>> Start GIVEN DATA

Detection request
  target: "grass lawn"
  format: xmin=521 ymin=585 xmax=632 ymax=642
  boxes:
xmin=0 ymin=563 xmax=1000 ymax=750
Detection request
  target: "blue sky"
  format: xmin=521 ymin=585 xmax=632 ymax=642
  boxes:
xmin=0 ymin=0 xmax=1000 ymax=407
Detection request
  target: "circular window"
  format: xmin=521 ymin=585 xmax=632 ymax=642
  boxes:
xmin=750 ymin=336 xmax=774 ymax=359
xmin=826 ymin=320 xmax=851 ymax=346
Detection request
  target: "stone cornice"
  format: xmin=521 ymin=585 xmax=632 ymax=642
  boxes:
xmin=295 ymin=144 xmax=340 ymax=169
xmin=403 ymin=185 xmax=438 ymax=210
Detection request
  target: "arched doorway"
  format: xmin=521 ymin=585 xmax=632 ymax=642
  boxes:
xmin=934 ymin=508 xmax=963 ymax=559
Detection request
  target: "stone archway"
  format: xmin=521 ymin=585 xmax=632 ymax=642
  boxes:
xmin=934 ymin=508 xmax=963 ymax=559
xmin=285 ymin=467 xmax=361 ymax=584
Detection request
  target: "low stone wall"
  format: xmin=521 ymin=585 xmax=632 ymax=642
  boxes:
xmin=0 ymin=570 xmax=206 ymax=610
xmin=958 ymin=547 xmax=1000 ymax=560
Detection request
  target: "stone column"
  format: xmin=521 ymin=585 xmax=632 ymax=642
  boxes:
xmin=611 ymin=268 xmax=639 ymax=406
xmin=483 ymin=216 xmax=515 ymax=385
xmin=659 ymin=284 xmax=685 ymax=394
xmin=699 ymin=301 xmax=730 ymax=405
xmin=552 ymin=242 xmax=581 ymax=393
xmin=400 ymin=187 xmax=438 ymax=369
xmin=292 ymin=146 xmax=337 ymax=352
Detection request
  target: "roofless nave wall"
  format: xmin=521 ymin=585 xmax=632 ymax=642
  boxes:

>> End GIVEN DATA

Transcribe the listing above verbatim, starting at its first line and stopping after the line that contains "xmin=826 ymin=320 xmax=851 ymax=346".

Detection request
  target: "grass lawn"
  format: xmin=521 ymin=585 xmax=632 ymax=642
  boxes:
xmin=0 ymin=563 xmax=1000 ymax=750
Detection request
  target: "blue sky"
  format: xmin=521 ymin=585 xmax=632 ymax=642
  boxes:
xmin=0 ymin=0 xmax=1000 ymax=407
Detection request
  target: "circular window"
  format: xmin=521 ymin=585 xmax=632 ymax=642
  boxes:
xmin=750 ymin=336 xmax=774 ymax=359
xmin=826 ymin=320 xmax=851 ymax=346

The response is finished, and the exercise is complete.